╔══

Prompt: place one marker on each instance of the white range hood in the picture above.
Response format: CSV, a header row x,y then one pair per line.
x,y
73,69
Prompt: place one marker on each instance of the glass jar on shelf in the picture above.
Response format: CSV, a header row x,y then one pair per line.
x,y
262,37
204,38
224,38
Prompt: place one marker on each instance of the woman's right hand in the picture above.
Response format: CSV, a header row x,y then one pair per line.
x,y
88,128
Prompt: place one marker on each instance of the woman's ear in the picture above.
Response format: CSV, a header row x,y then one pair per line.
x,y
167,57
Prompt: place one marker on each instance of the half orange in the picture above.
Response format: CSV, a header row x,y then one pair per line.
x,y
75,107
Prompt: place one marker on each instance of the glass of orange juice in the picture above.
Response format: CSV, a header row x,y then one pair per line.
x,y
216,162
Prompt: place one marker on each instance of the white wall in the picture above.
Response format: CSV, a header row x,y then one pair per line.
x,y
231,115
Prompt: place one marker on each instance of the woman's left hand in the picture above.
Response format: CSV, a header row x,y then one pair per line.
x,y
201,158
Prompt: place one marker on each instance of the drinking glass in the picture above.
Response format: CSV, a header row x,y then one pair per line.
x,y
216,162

╚══
╔══

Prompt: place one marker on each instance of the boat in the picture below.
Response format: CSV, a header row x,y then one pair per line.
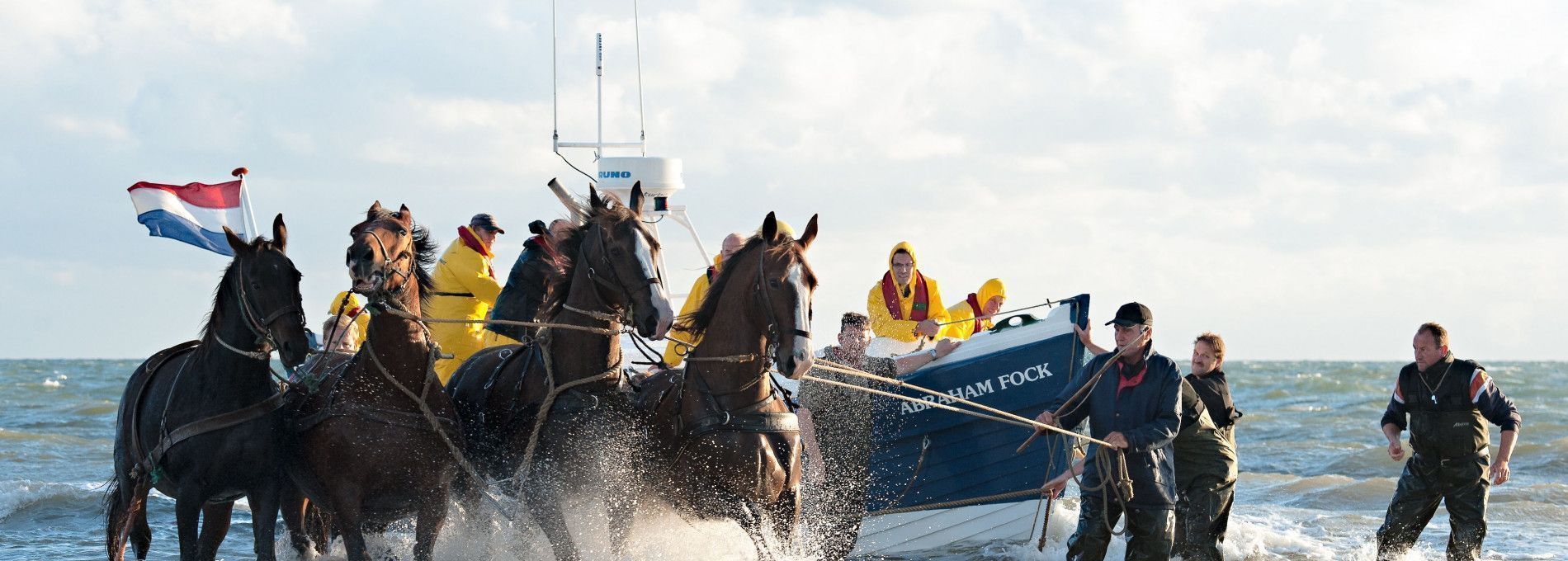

╚══

## What you need to do
Whenever a line above includes "hand", copy it in full.

## Task solution
Prompt: place one marker on each instance of the woman's right hand in the picture above.
Prompt: place one marker on each instance of the woman's left hand in the picture above.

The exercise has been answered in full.